--- BEGIN Records provided ---
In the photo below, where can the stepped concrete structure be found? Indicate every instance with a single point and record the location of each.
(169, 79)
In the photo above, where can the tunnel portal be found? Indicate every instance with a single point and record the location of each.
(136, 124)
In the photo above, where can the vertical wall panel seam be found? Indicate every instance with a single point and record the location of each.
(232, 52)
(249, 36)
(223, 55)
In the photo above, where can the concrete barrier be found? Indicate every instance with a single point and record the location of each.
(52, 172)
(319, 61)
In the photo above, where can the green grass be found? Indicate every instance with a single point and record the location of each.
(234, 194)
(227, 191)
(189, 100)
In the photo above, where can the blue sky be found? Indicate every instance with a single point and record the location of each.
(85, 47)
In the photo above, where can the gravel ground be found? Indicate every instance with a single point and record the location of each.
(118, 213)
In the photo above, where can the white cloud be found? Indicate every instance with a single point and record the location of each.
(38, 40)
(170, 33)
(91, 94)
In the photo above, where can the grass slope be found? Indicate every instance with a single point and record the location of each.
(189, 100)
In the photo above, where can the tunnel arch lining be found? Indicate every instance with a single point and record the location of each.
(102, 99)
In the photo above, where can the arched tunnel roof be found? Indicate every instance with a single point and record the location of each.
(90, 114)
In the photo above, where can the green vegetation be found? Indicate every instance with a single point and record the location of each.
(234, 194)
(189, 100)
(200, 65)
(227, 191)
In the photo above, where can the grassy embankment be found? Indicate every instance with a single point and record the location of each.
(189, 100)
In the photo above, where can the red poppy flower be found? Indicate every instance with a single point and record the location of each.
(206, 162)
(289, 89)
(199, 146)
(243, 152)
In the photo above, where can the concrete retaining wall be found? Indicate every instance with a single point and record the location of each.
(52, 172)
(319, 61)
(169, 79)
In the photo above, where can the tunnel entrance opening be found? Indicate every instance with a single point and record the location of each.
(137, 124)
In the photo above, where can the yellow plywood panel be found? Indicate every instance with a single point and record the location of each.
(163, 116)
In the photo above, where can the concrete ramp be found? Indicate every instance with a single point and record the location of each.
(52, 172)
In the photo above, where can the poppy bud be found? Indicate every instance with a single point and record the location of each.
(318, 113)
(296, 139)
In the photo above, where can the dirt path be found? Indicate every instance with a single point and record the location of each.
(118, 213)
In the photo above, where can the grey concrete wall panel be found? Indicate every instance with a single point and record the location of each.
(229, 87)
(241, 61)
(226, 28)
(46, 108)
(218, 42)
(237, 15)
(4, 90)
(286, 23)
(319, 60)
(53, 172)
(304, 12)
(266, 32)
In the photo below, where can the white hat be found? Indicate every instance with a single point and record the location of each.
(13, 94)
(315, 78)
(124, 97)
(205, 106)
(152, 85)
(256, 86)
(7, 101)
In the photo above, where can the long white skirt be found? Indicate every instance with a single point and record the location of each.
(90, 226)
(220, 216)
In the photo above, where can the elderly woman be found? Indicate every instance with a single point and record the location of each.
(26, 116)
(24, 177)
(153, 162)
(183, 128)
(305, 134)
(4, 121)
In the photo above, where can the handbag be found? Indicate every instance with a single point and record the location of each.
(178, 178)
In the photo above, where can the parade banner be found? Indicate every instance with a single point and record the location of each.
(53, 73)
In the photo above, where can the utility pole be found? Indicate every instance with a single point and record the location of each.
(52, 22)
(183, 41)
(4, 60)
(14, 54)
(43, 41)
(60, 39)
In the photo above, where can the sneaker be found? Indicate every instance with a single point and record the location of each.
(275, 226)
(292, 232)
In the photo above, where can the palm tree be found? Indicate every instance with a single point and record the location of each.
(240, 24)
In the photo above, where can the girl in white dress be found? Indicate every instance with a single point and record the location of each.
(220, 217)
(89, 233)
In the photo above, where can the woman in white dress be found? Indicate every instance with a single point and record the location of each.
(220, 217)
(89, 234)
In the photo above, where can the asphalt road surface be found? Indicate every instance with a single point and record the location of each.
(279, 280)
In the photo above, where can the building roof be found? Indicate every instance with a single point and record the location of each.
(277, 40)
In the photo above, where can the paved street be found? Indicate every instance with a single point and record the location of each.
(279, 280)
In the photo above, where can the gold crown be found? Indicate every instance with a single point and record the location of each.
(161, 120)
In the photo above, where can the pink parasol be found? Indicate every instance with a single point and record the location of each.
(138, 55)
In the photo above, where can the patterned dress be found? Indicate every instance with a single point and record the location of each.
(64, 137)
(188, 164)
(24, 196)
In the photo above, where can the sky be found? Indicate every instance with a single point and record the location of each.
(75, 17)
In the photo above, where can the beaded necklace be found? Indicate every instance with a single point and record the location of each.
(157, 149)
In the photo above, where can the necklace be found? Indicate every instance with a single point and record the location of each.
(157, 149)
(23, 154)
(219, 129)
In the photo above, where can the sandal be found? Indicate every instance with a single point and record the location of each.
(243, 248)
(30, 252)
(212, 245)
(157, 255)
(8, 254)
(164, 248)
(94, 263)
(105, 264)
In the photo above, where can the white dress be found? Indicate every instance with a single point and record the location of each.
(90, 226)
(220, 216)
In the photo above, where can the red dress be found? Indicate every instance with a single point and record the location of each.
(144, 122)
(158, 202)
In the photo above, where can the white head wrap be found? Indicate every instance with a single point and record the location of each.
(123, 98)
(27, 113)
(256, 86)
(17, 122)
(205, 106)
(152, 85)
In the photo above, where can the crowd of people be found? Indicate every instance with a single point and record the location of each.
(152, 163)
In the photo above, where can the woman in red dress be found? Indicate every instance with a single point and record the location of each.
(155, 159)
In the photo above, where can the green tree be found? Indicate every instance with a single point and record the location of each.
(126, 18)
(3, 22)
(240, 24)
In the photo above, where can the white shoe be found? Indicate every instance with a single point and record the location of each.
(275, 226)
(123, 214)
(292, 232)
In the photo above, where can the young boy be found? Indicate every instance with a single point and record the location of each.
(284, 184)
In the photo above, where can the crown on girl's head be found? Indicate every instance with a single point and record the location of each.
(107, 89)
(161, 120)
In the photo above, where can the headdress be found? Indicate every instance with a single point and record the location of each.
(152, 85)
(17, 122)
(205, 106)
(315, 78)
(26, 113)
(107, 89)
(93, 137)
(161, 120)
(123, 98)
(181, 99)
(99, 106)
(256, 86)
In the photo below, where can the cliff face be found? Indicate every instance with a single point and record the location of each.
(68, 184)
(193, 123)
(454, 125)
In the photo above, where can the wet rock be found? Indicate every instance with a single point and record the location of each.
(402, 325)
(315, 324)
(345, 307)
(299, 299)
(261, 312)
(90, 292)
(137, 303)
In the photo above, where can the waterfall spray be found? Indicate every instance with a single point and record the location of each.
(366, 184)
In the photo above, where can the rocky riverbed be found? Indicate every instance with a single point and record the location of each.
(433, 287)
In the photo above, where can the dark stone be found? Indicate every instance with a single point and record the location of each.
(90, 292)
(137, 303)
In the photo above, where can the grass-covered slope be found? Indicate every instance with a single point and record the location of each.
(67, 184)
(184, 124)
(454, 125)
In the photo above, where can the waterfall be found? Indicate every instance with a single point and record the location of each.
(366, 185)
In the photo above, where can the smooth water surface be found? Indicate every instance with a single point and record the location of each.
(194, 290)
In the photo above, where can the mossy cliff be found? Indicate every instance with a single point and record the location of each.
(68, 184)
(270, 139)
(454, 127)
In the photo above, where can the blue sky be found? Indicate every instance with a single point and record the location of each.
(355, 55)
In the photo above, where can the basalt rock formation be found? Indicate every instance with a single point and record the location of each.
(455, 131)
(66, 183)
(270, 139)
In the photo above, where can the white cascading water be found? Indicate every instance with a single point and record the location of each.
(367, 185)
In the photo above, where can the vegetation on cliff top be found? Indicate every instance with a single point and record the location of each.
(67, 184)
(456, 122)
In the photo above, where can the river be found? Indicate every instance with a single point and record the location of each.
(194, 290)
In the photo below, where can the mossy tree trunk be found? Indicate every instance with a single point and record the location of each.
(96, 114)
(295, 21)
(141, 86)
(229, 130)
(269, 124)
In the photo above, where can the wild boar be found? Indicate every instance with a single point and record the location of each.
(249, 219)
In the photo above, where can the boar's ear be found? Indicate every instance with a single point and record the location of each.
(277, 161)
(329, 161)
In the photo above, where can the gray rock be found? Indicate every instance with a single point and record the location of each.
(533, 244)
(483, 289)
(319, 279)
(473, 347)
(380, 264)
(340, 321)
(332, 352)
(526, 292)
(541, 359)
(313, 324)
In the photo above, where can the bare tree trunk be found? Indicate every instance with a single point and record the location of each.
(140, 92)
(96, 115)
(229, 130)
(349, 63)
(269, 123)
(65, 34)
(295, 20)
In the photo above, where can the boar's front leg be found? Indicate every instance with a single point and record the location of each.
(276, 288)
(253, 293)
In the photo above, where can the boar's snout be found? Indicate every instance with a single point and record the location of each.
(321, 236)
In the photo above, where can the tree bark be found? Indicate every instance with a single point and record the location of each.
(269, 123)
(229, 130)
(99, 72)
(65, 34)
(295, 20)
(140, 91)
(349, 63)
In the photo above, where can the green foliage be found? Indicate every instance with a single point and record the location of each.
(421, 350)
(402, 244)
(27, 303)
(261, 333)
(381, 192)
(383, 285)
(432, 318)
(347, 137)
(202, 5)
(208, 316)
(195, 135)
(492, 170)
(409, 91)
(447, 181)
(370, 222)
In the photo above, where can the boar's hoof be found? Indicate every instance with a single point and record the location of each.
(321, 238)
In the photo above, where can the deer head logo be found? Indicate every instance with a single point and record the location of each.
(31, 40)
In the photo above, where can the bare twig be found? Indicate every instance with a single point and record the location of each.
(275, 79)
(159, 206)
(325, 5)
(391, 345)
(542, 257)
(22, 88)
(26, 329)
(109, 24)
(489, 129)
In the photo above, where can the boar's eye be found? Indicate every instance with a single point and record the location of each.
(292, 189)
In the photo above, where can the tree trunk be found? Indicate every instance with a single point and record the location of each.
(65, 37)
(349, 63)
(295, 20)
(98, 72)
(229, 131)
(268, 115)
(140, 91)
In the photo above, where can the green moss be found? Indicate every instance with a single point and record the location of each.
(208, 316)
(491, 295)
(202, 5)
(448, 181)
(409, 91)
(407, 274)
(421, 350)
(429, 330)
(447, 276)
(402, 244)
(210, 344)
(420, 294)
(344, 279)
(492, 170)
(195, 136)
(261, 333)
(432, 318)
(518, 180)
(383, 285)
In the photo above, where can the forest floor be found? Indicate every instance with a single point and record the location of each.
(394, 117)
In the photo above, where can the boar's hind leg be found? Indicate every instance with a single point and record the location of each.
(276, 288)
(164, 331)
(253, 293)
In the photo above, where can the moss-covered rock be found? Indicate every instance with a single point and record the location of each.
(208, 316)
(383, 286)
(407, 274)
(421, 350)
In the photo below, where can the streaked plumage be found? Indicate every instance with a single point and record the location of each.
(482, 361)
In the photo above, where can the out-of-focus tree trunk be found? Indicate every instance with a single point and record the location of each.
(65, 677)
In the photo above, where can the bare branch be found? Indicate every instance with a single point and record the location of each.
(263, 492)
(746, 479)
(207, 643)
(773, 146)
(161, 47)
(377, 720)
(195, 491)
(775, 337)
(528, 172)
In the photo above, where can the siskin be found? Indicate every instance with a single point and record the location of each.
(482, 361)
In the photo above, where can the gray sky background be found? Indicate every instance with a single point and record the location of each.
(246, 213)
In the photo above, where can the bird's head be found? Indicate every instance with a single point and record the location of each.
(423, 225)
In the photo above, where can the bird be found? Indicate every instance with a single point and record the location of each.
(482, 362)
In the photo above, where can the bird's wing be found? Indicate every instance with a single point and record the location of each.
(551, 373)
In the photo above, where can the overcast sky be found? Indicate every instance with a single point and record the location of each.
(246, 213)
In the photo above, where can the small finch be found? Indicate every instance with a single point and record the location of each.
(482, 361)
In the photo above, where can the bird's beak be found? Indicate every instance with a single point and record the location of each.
--- END Records provided ---
▶ **Exercise goal**: In the entries above, find the line containing "In the photo above, where can the out-of-focus". Set down that line and every line after it through the last one, exactly and alone.

▶ **Written response**:
In the photo above, where can the out-of-focus tree trunk be found? Indicate every instance with a single point and record the location of each.
(65, 677)
In the photo above, where can the bare branch be found? Indicate every instance with a single point and record the location of each.
(263, 492)
(746, 479)
(207, 643)
(773, 146)
(161, 47)
(377, 720)
(195, 491)
(775, 337)
(528, 172)
In the photo above, where can the siskin be found? Indicate every instance with a single point and record the location of each.
(482, 361)
In the photo above, where can the gray sky background be found? Indicate every instance with a single point and record the location of each.
(246, 213)
In the photo above, where can the bird's head be found? Indicate every instance with a single point and record the location of each.
(423, 225)
In the photo above, where can the bird be found? Indicate every instance with a single point and record the location of each.
(482, 362)
In the photo above, where can the bird's wing be found? Indicate every instance with a single point and record the location of each.
(551, 373)
In the photo above, where can the overcast sky be found? Indicate every instance with a single point and record the location of each.
(246, 213)
In the photo above, where can the small finch be found? Indicate every instance with a single point and record the location of each.
(482, 361)
In the photo above, where can the bird's beak be found? Indicate every instance with a single point and record the location of each.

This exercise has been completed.